* _Goal of the exercise_: Render the lines of the items below, from the line that contains "Spot every instance of the stacked" up to and including the line that contains "x=768 y=329", as a Markdown table with the columns Row and Line Text. Number each row and leave out any blank lines.

* _Recorded information_:
• • • • •
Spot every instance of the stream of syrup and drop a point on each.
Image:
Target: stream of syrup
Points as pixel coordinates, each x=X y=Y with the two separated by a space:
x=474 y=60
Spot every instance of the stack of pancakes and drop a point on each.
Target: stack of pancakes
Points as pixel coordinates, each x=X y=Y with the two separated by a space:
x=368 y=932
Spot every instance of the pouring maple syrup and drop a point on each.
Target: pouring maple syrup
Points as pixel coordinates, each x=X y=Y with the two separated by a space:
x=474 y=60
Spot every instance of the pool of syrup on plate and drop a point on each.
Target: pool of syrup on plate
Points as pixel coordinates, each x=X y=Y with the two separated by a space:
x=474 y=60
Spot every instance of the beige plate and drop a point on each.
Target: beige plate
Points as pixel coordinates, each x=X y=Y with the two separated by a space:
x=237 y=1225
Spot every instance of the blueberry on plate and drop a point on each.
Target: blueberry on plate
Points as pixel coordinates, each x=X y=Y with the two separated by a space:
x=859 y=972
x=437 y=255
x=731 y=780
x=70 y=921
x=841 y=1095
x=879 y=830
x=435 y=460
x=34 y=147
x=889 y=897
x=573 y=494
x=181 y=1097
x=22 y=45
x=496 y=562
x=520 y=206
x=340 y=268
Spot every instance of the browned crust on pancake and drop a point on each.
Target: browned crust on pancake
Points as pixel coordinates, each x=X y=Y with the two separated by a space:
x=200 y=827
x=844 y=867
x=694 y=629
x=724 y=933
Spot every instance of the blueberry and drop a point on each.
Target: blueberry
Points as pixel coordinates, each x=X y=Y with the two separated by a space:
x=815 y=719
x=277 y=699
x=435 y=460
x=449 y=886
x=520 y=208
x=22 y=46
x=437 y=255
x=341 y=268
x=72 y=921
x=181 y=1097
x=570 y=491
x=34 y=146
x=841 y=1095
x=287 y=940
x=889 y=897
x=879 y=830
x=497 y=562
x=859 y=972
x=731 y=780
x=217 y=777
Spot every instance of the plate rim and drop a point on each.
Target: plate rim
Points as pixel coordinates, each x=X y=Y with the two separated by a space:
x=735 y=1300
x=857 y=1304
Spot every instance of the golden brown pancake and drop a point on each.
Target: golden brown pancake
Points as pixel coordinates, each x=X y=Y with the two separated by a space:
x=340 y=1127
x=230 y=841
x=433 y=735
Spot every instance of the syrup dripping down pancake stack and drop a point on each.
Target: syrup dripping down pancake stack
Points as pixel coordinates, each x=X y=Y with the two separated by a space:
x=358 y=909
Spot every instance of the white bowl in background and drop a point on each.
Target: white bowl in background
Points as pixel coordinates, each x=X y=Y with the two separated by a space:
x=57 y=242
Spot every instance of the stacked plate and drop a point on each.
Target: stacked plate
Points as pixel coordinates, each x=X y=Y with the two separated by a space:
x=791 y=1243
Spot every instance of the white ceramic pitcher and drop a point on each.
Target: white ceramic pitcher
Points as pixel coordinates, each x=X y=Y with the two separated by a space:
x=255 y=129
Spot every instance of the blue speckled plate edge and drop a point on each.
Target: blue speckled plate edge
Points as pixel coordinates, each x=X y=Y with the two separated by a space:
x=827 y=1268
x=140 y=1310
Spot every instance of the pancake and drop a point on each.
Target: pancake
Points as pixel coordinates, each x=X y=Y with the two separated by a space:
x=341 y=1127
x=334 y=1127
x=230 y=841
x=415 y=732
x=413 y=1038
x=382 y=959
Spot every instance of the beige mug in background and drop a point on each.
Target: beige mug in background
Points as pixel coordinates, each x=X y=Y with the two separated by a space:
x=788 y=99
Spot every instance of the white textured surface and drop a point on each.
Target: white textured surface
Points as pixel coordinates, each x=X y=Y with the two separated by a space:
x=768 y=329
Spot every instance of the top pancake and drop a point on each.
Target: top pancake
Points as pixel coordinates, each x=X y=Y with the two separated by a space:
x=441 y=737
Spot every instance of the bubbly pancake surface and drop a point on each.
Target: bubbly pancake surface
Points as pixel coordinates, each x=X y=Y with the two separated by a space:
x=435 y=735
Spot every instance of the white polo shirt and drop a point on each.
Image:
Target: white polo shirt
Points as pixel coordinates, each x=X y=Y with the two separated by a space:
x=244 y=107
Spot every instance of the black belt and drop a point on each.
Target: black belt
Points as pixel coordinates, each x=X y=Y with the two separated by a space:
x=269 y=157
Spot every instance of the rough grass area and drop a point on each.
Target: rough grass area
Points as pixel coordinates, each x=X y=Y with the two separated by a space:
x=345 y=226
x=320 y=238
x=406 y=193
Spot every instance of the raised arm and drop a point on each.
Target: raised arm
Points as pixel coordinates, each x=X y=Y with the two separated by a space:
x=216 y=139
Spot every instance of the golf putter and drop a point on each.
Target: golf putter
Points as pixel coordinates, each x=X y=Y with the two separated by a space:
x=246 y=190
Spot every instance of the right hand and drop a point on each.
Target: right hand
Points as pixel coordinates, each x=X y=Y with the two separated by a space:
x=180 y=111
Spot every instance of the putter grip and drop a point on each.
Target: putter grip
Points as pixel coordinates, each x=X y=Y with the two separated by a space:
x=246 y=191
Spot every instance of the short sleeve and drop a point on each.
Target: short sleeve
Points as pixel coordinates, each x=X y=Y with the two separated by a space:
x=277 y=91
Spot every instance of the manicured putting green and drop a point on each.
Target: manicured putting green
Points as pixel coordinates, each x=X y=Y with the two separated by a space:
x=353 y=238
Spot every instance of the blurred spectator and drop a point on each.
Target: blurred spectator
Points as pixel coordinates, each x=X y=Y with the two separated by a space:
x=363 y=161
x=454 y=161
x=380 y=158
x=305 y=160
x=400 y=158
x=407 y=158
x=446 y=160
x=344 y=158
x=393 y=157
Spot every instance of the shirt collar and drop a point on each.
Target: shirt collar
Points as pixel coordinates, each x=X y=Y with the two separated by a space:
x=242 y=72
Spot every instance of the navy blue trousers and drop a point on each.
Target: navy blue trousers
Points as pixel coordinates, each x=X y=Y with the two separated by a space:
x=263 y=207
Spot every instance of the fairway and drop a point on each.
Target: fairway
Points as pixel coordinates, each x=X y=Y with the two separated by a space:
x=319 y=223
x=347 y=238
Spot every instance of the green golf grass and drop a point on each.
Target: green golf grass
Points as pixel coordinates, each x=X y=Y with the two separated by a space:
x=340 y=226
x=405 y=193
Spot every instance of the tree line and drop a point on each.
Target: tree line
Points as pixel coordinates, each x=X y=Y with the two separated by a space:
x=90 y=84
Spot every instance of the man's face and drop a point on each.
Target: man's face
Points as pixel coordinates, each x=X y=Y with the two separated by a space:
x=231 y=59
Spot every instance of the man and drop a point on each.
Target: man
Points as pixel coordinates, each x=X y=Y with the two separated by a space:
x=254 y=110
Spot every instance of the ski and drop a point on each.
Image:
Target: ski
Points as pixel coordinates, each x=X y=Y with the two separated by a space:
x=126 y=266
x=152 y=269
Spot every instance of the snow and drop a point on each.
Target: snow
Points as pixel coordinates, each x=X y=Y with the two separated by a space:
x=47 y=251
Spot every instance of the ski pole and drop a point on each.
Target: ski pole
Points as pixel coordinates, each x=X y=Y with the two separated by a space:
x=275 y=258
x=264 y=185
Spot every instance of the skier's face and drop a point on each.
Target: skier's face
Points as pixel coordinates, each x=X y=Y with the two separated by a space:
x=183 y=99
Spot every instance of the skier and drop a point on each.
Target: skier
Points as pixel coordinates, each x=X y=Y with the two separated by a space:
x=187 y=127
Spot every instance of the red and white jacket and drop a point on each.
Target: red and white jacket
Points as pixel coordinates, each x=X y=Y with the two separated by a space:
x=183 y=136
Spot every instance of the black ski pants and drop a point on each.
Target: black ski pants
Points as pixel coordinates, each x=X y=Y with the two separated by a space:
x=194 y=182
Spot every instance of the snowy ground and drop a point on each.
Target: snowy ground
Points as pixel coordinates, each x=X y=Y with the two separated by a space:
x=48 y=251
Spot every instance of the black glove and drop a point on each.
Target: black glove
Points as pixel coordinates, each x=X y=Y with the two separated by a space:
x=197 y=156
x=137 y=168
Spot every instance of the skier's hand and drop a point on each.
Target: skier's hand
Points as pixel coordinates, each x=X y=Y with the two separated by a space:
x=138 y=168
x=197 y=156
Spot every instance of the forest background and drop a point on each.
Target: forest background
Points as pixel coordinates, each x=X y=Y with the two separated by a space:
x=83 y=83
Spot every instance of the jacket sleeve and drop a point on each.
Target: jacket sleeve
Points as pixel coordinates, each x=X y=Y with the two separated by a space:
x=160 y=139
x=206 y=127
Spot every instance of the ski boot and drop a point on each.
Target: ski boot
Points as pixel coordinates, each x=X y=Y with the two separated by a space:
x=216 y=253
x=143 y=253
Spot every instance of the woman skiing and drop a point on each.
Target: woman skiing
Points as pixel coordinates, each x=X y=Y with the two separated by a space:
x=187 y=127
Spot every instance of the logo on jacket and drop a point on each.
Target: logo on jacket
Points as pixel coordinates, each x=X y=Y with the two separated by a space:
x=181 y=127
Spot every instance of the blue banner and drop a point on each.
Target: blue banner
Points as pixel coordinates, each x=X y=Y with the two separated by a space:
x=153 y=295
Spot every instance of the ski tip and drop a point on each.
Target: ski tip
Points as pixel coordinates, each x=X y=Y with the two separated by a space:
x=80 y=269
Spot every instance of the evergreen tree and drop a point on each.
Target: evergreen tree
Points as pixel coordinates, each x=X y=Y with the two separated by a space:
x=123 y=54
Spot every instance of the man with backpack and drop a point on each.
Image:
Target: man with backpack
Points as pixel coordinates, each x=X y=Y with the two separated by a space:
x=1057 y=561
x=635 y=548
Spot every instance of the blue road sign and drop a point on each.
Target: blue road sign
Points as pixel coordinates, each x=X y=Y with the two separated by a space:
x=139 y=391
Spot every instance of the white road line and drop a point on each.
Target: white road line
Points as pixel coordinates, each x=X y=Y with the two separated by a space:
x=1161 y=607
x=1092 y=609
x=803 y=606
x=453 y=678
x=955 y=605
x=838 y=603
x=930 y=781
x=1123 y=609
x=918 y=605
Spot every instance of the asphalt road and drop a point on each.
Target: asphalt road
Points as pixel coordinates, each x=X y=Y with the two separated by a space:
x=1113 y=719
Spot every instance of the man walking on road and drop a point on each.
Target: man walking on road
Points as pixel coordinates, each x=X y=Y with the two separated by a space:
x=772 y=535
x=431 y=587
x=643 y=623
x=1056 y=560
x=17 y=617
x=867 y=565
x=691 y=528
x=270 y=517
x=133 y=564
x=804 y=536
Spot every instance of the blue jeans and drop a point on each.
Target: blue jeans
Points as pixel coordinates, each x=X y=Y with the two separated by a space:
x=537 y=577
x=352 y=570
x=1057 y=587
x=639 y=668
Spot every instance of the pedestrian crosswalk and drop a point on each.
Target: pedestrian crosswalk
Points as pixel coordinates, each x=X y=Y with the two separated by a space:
• • • • •
* _Exercise output_:
| Row | Line Text |
|---|---|
| 1 | Spot every instance of the stacked plate and drop a point on each. |
| 2 | Target: stacked plate |
| 3 | Points as pixel coordinates, each x=X y=Y with the two separated by a space: |
| 4 | x=791 y=1243 |
| 5 | Spot every instance of the white ceramic pitcher and drop a point on each. |
| 6 | Target: white ceramic pitcher |
| 7 | Points as pixel coordinates, each x=X y=Y with the two separated by a space: |
| 8 | x=255 y=129 |
| 9 | Spot every instance of the blue speckled plate edge and drop a point on each. |
| 10 | Target: blue speckled plate edge |
| 11 | Points as pixel coordinates, each x=X y=Y with the two separated by a space: |
| 12 | x=827 y=1268 |
| 13 | x=140 y=1310 |
| 14 | Spot every instance of the pancake and drop a point on each. |
| 15 | Target: pancake |
| 16 | Points as pixel coordinates, each x=X y=Y with the two separated by a space: |
| 17 | x=341 y=1127 |
| 18 | x=334 y=1127 |
| 19 | x=230 y=841 |
| 20 | x=415 y=732 |
| 21 | x=413 y=1038 |
| 22 | x=382 y=959 |
| 23 | Spot every instance of the beige mug in background and drop a point on each. |
| 24 | Target: beige mug in background |
| 25 | Points as pixel coordinates, each x=X y=Y with the two separated by a space: |
| 26 | x=788 y=99 |
| 27 | Spot every instance of the white textured surface and drop a point on each. |
| 28 | Target: white textured surface |
| 29 | Points as pixel coordinates, each x=X y=Y with the two separated by a space: |
| 30 | x=768 y=329 |